[Supplied records]

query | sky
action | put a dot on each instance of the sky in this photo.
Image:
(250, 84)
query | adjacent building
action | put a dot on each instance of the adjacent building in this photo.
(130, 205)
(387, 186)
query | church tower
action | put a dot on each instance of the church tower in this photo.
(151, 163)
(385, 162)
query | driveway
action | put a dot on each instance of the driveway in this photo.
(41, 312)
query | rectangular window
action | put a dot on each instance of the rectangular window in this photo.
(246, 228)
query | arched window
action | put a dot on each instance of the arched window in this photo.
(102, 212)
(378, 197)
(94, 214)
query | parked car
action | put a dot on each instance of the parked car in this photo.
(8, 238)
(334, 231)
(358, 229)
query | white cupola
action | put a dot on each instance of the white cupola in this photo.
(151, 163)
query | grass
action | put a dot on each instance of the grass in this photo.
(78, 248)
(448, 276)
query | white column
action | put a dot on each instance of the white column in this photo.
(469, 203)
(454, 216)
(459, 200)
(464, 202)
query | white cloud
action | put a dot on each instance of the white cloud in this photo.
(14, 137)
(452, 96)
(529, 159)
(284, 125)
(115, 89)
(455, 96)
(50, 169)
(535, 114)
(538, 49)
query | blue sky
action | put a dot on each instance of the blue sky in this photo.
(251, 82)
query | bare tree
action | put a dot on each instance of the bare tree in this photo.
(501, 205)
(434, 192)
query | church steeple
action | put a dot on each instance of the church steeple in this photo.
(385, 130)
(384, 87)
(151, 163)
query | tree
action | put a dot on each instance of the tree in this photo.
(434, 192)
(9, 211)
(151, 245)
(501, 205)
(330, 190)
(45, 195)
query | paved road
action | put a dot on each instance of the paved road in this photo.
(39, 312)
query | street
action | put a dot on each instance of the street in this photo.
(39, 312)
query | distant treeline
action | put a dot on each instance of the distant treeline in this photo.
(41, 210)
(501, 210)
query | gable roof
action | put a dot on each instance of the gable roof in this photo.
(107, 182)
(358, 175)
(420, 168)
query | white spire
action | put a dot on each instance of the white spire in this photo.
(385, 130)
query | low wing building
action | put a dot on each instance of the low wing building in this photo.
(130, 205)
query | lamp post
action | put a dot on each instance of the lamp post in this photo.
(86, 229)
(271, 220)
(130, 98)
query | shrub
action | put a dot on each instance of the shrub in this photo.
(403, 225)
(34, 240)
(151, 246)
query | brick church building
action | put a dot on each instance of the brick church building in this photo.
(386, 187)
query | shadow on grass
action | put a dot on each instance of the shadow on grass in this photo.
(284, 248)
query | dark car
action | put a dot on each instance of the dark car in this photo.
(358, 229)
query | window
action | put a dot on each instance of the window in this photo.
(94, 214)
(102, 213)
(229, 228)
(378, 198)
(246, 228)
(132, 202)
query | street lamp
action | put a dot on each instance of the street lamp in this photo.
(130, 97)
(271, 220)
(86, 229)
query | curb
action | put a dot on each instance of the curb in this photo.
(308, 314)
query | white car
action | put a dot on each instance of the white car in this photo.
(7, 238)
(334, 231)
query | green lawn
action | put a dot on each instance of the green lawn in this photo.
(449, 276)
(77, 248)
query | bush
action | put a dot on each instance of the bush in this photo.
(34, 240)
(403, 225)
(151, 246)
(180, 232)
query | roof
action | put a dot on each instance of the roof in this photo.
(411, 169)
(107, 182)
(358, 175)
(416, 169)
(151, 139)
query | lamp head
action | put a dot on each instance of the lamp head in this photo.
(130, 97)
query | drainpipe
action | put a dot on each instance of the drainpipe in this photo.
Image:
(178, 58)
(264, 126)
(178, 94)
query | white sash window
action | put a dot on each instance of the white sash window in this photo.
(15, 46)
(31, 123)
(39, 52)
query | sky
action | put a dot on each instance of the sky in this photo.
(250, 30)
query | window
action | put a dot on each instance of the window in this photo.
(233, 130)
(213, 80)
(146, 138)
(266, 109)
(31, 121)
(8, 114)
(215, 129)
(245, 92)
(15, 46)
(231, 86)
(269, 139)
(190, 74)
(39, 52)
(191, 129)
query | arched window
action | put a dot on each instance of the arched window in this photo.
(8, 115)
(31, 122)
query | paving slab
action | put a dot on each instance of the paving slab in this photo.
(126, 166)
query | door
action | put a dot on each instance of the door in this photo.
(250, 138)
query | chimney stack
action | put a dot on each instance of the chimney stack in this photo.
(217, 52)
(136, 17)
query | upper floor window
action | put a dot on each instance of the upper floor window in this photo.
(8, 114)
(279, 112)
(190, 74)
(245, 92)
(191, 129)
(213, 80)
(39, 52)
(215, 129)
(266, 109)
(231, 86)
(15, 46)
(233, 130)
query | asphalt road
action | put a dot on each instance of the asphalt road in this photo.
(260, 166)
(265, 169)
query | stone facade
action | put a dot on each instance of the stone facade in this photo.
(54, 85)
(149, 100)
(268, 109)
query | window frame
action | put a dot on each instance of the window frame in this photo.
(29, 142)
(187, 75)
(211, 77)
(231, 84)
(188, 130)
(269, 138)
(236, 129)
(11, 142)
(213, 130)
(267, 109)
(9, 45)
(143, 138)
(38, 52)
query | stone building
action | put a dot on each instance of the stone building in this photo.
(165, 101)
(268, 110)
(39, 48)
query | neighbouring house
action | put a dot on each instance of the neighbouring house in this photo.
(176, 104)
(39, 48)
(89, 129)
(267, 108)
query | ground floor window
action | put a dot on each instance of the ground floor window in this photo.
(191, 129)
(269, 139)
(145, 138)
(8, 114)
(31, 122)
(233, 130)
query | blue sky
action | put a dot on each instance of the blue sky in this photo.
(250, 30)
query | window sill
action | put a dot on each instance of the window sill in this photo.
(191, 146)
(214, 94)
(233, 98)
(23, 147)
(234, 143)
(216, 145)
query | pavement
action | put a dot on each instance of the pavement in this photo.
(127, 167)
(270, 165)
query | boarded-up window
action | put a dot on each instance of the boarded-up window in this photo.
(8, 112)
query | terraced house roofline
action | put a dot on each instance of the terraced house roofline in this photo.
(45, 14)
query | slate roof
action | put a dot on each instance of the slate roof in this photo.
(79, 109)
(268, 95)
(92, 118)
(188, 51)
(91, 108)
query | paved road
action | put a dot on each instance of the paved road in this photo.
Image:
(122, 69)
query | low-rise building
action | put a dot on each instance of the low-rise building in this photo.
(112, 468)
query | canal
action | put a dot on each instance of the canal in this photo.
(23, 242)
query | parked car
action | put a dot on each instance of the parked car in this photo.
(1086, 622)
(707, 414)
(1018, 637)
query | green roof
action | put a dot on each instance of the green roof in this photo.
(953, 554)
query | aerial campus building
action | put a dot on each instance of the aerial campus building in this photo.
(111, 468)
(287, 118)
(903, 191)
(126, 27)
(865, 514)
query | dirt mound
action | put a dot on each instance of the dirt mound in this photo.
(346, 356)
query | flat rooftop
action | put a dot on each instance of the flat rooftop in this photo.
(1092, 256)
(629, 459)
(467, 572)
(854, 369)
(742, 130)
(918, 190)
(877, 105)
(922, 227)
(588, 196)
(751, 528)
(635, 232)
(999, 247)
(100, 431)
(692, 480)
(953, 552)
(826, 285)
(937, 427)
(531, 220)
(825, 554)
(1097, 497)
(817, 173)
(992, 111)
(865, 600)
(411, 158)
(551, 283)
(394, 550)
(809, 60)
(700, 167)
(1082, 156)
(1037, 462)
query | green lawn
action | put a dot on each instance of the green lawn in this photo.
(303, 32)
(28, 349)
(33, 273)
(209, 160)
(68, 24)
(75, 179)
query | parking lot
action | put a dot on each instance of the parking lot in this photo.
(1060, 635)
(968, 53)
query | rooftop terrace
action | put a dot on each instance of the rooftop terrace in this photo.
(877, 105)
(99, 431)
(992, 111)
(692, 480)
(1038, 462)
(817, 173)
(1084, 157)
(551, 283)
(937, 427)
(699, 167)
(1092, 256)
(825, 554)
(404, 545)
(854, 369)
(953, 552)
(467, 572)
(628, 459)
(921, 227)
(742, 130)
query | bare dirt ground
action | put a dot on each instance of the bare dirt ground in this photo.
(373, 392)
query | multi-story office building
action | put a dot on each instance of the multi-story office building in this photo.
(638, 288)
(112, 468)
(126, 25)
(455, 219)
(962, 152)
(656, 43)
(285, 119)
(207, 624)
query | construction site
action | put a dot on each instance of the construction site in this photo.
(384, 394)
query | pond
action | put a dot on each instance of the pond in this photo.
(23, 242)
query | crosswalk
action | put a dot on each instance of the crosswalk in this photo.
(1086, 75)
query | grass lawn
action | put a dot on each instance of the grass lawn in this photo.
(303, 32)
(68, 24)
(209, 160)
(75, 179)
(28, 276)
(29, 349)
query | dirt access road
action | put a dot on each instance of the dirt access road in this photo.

[/Supplied records]

_Your instructions_. Which of the lines above carry the string "access"? Copy every one.

_Response below_.
query | dirt access road
action | put a dot on each instance of the dirt access road in this photo.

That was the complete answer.